▸ RECORDS SUPPLIED
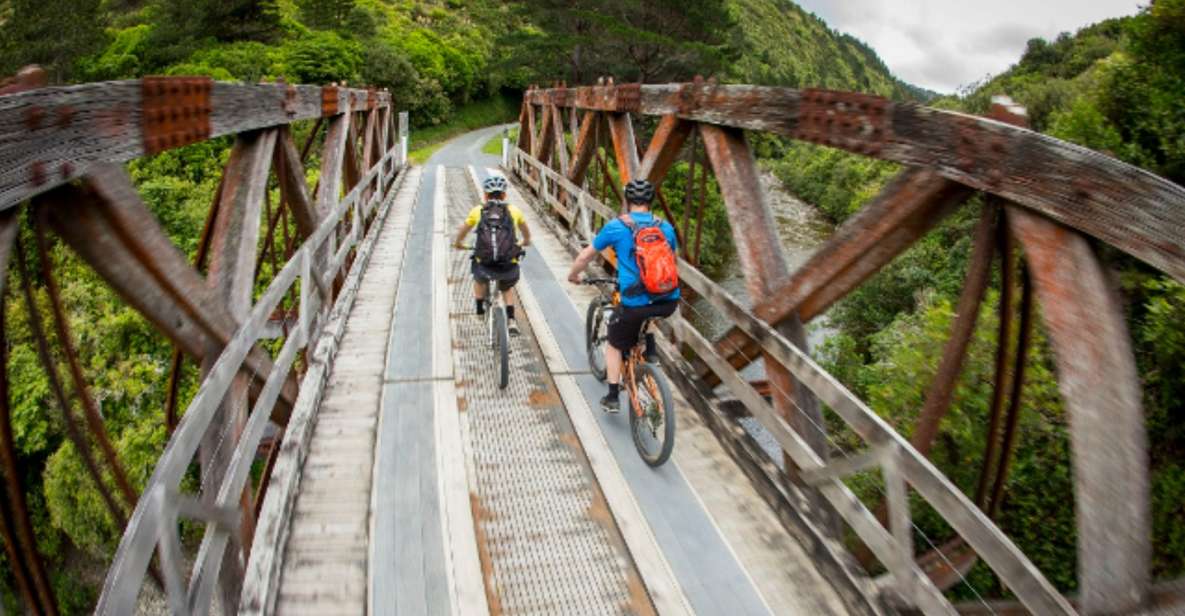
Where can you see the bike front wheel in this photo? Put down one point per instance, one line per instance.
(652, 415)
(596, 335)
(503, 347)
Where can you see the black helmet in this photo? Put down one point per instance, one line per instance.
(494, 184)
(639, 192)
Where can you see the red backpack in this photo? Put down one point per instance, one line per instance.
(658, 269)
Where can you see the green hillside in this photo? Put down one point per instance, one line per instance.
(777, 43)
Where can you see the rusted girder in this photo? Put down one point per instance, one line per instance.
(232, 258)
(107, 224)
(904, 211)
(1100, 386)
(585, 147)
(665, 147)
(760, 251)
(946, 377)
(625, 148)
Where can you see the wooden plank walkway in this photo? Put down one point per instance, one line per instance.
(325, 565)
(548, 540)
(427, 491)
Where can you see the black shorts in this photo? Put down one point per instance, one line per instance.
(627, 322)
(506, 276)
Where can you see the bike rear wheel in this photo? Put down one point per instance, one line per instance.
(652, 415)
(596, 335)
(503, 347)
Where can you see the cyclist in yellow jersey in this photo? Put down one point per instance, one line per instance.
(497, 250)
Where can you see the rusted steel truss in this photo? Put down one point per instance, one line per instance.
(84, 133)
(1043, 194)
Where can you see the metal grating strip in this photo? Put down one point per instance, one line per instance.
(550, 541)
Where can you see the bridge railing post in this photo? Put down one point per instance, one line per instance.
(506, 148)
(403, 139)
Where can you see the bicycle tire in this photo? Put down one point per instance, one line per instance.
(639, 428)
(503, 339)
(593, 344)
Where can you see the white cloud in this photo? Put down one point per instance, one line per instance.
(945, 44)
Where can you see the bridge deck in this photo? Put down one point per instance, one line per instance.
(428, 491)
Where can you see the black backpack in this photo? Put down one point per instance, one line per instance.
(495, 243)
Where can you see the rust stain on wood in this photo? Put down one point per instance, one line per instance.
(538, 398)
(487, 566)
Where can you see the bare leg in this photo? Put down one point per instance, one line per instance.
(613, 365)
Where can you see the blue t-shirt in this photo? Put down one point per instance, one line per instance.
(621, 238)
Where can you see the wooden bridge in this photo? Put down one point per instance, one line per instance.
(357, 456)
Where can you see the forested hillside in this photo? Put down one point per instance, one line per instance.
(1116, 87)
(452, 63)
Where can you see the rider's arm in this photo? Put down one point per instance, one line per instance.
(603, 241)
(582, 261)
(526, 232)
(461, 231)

▸ WHAT THE EXERCISE ASKS
Although the records above contain pictures, only their text is to be repeated, exactly as given.

▸ EXERCISE ANSWER
Where can you see the bike front wheel in this photo? Put down one point per instance, one line per instance.
(652, 415)
(596, 335)
(503, 347)
Where can you see the black helmet in this photo? Put down one point per instance, one line per instance.
(494, 184)
(639, 192)
Where can you see the red backpack in this photo? Put down one point per instance, one line per instance.
(658, 269)
Where can you see the green hillside in this photo? Put down one point per instance, one line per instance.
(777, 43)
Where can you see the rusted girder in this photo? Put down one point per instance, one line per instance.
(232, 258)
(107, 224)
(904, 211)
(1100, 386)
(585, 147)
(665, 147)
(760, 251)
(946, 377)
(625, 148)
Where can you see the wooden plank walkway in this photo? Put down one point per instance, one line per instance.
(325, 565)
(548, 540)
(427, 491)
Where can you see the black shorts in this photo? Put down one point per instance, one line per instance.
(627, 322)
(506, 276)
Where can you see the bike rear wheel in this photo? Put down one point per instance, one line per instance.
(652, 415)
(596, 335)
(503, 347)
Where can you see the cyclist in yellow jersey in this photo? Put down one point per instance, one line per instance.
(497, 250)
Where can you see the rusted steel truss in this photo? Put down one point per instance, one line per instance.
(84, 133)
(1043, 194)
Where can you see the metal grating strip in this photo? Put down one point per instance, one line per instance.
(550, 541)
Where can you see the bridge railing post in this photo? Put down one point per instance, one line per instance.
(506, 148)
(403, 139)
Where can you see the bicycle tire in this photo? Put down one point per instance, one line per instance.
(639, 428)
(503, 339)
(593, 344)
Where can you see the white cloud in this photo? Put down one point per instance, one line per instance.
(945, 44)
Where can you see the bridge deck in this photo? Put down one point per instance, one line per instance.
(428, 491)
Where can you see the black backpack in this photo? Put down one point per instance, one line per instance.
(495, 243)
Where can you see the rust stain on wood in this photo? Put down one point per instance, one line per instance.
(538, 398)
(487, 566)
Where can you see the bare leg in this photo? Put down one point per instance, one line per instance.
(613, 365)
Where can you see the blue t-shirt in this photo? Put down one point per instance, one line per instance.
(621, 238)
Where can you see the wooden bridge in this photo? Put down one point per instance, one line per instance.
(357, 456)
Where can you see the forested hillside in this photo? Put down one point per instance, one line per instance.
(1116, 87)
(452, 63)
Where can you see the rider's arm in this photo? Put down one point per instance, one line per instance.
(603, 241)
(582, 261)
(526, 232)
(461, 231)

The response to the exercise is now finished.